Problems to work on:
1. In the post about horse racing in Pune, since when has horse racing been happening in Pune?
2. From the records, copy out the lines word for word, starting with the line that contains "standing audience member?" and ending after the line that contains "143L81 147L82 148L84".

Document extract:
════════
Posts Tagged ‘pune’

A Day at the Races

August 10, 2013 Comments off

Horse racing in Pune

Week before I received an invitation from an expat group I belong to, Everything Expats.  Everything Expats provides relocation services for expatriates and as part of that they also maintain a mailing list, host a forum where expats can trade info, and from time to time host get-togethers where foreigners can meet both other foreigners and local folks as well.  The invite was for the running of the Theur Hamlet Cup at Pune Racecourse on Sunday 4 August.  Seemed intriguing, so off we went.

The day was overcast – the monsoon is not quite done – and we had light mists of rain all through the afternoon.  Here’s a view of part of the Member’s Area and the public grandstand beyond:

Race course grandstand

Like many things here, the racecourse has an old-timey feel – one could easily picture Nicely-Nicely Johnson, Harry the Horse, or any other of Damon Runyon’s characters placing a bet at the tote window.  Horse racing has been happening in Pune since at least 1815.  In 1870 a Major General Burnett donated the current race course lands to the West India Turf Club; the race course is in the middle of the Pune Cantonment, a military district established by the British in 1817 and today maintained by the Indian Army.
════════
Listed entries:
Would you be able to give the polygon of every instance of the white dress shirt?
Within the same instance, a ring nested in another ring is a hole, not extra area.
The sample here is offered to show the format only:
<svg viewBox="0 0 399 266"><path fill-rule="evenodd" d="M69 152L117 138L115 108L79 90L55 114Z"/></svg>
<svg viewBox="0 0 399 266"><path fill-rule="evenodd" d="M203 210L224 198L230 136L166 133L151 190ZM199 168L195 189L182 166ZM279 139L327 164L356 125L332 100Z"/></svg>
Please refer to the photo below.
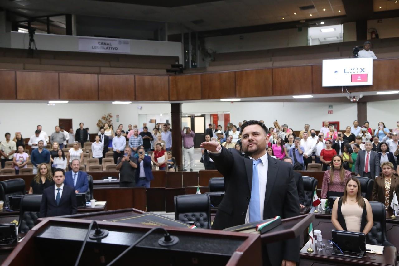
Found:
<svg viewBox="0 0 399 266"><path fill-rule="evenodd" d="M57 190L57 189L59 188L57 187L56 185L54 185L54 196L55 198L55 200L57 200L57 193L58 193L58 191ZM59 198L61 199L62 197L62 191L64 190L64 183L63 183L61 184L61 186L59 187L61 189L59 190Z"/></svg>

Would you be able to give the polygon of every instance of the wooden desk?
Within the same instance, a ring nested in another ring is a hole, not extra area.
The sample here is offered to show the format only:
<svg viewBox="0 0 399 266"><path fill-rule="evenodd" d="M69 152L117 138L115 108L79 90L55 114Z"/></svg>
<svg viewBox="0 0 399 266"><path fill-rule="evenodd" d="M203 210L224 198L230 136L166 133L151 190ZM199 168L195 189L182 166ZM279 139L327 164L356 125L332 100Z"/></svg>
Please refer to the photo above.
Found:
<svg viewBox="0 0 399 266"><path fill-rule="evenodd" d="M324 265L364 265L375 266L381 265L395 266L396 265L396 248L386 246L384 249L383 254L374 254L366 253L365 256L373 258L363 257L361 258L352 258L338 255L332 255L330 245L327 243L327 239L323 239L323 243L326 246L322 250L318 251L316 248L312 253L309 253L306 250L309 248L309 241L305 244L299 253L300 258L300 266L318 266Z"/></svg>

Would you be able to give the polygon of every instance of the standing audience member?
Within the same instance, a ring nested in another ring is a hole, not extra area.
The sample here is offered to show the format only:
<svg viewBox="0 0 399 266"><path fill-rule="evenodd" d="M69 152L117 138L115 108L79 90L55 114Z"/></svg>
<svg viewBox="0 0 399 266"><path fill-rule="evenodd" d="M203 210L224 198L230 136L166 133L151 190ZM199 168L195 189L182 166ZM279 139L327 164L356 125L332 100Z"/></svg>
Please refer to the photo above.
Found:
<svg viewBox="0 0 399 266"><path fill-rule="evenodd" d="M136 130L134 131L136 132ZM112 139L112 148L114 151L114 162L115 164L118 161L118 158L123 157L123 152L124 151L125 147L126 147L126 138L120 135L120 130L117 129L116 133L116 136ZM141 138L141 137L140 136L140 138ZM130 140L129 140L129 142L130 142Z"/></svg>
<svg viewBox="0 0 399 266"><path fill-rule="evenodd" d="M194 167L194 136L195 133L190 127L184 127L182 131L183 139L183 154L184 158L183 171L187 171L190 166L190 171L192 171ZM166 156L166 157L167 158Z"/></svg>
<svg viewBox="0 0 399 266"><path fill-rule="evenodd" d="M80 143L81 147L82 148L84 147L84 143L87 140L87 131L83 127L84 125L83 123L79 124L80 127L76 129L76 133L75 133L75 141Z"/></svg>
<svg viewBox="0 0 399 266"><path fill-rule="evenodd" d="M138 159L136 171L136 186L148 188L150 187L150 182L154 179L154 176L151 169L151 157L145 155L144 153L142 147L137 149Z"/></svg>
<svg viewBox="0 0 399 266"><path fill-rule="evenodd" d="M14 163L14 169L15 174L20 173L20 169L28 167L26 164L29 159L29 155L24 151L24 146L20 145L18 146L18 152L14 153L12 161Z"/></svg>
<svg viewBox="0 0 399 266"><path fill-rule="evenodd" d="M80 163L83 161L83 151L79 147L79 143L77 141L73 142L73 147L71 148L68 151L68 155L67 156L68 161L69 162L69 170L72 169L71 164L73 160L78 160Z"/></svg>
<svg viewBox="0 0 399 266"><path fill-rule="evenodd" d="M38 148L38 143L39 143L39 141L40 140L43 141L43 144L44 145L45 147L47 145L47 143L46 142L44 139L43 137L40 137L40 131L36 130L36 131L35 131L35 135L32 136L30 137L30 139L29 139L29 141L28 143L28 145L31 147L32 150L33 150L35 149Z"/></svg>
<svg viewBox="0 0 399 266"><path fill-rule="evenodd" d="M39 166L38 173L30 183L28 194L42 194L45 189L53 185L53 175L48 166L45 163L41 163Z"/></svg>
<svg viewBox="0 0 399 266"><path fill-rule="evenodd" d="M322 199L330 197L341 197L344 195L345 184L350 178L350 171L344 169L341 156L336 154L331 160L332 165L330 170L324 172L322 186Z"/></svg>
<svg viewBox="0 0 399 266"><path fill-rule="evenodd" d="M100 141L100 136L96 136L95 141L91 143L91 153L93 158L99 159L99 163L103 162L103 152L104 151L104 144Z"/></svg>
<svg viewBox="0 0 399 266"><path fill-rule="evenodd" d="M140 135L142 139L142 145L144 147L144 150L146 151L151 151L151 141L154 140L152 134L148 132L148 129L147 127L143 127L142 131L140 132ZM129 140L130 141L130 139Z"/></svg>
<svg viewBox="0 0 399 266"><path fill-rule="evenodd" d="M375 178L373 187L371 200L383 203L388 209L393 198L394 191L399 199L399 179L393 174L393 165L390 162L381 164L382 175Z"/></svg>
<svg viewBox="0 0 399 266"><path fill-rule="evenodd" d="M331 166L332 157L336 154L337 152L331 147L331 141L326 140L326 148L322 150L320 153L320 161L322 163L322 168L323 171L326 171Z"/></svg>
<svg viewBox="0 0 399 266"><path fill-rule="evenodd" d="M365 149L358 153L355 173L358 176L361 175L374 179L379 175L378 154L371 151L373 145L370 141L366 142L364 146Z"/></svg>
<svg viewBox="0 0 399 266"><path fill-rule="evenodd" d="M161 133L162 140L166 143L165 148L166 151L170 151L172 147L172 133L168 130L168 125L165 124L163 126L164 131Z"/></svg>
<svg viewBox="0 0 399 266"><path fill-rule="evenodd" d="M52 145L53 143L57 142L59 146L59 148L63 149L64 147L64 141L66 141L66 140L65 135L60 131L59 126L55 126L55 131L50 136L50 143Z"/></svg>
<svg viewBox="0 0 399 266"><path fill-rule="evenodd" d="M135 170L137 168L137 159L132 154L132 149L126 147L124 155L118 159L117 170L119 171L119 187L133 187L136 185Z"/></svg>
<svg viewBox="0 0 399 266"><path fill-rule="evenodd" d="M64 184L64 173L62 169L56 169L53 177L55 185L43 191L40 217L68 215L77 212L76 194L72 188Z"/></svg>
<svg viewBox="0 0 399 266"><path fill-rule="evenodd" d="M4 169L6 162L12 161L14 154L17 150L17 144L10 139L11 134L7 132L4 135L6 140L0 143L0 154L1 154L1 168Z"/></svg>
<svg viewBox="0 0 399 266"><path fill-rule="evenodd" d="M157 143L155 145L155 150L151 155L151 159L154 164L159 167L159 170L167 170L166 163L168 161L168 154L160 143Z"/></svg>
<svg viewBox="0 0 399 266"><path fill-rule="evenodd" d="M38 173L38 165L41 163L50 163L50 152L43 149L44 141L40 140L38 143L38 148L32 151L30 155L30 161L33 165L33 174Z"/></svg>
════════
Final results:
1. Since at least 1815.

2.
Would you be able to give the polygon of every instance of the standing audience member?
Within the same instance, a ring nested in another ring is a hole, not extra area.
The sample here is offered to show the format only:
<svg viewBox="0 0 399 266"><path fill-rule="evenodd" d="M69 152L117 138L115 108L79 90L55 114Z"/></svg>
<svg viewBox="0 0 399 266"><path fill-rule="evenodd" d="M203 210L224 198L230 136L166 133L151 190ZM199 168L195 189L182 166ZM279 139L327 164L356 125L332 100Z"/></svg>
Please refer to the photo above.
Found:
<svg viewBox="0 0 399 266"><path fill-rule="evenodd" d="M136 130L134 131L136 132ZM112 139L112 148L114 151L114 162L115 164L118 161L118 158L123 157L123 152L124 151L125 147L126 147L126 138L120 135L120 130L117 129L116 133L116 136ZM141 138L141 137L140 136L140 138ZM130 140L129 140L129 142L130 142Z"/></svg>
<svg viewBox="0 0 399 266"><path fill-rule="evenodd" d="M194 167L194 136L195 133L190 127L184 127L182 131L183 139L183 154L184 158L183 171L187 171L190 166L190 171L192 171ZM166 156L166 157L167 158Z"/></svg>
<svg viewBox="0 0 399 266"><path fill-rule="evenodd" d="M80 143L81 147L82 148L84 147L84 143L87 140L87 131L83 127L84 125L83 123L79 124L80 127L76 129L76 133L75 133L75 141Z"/></svg>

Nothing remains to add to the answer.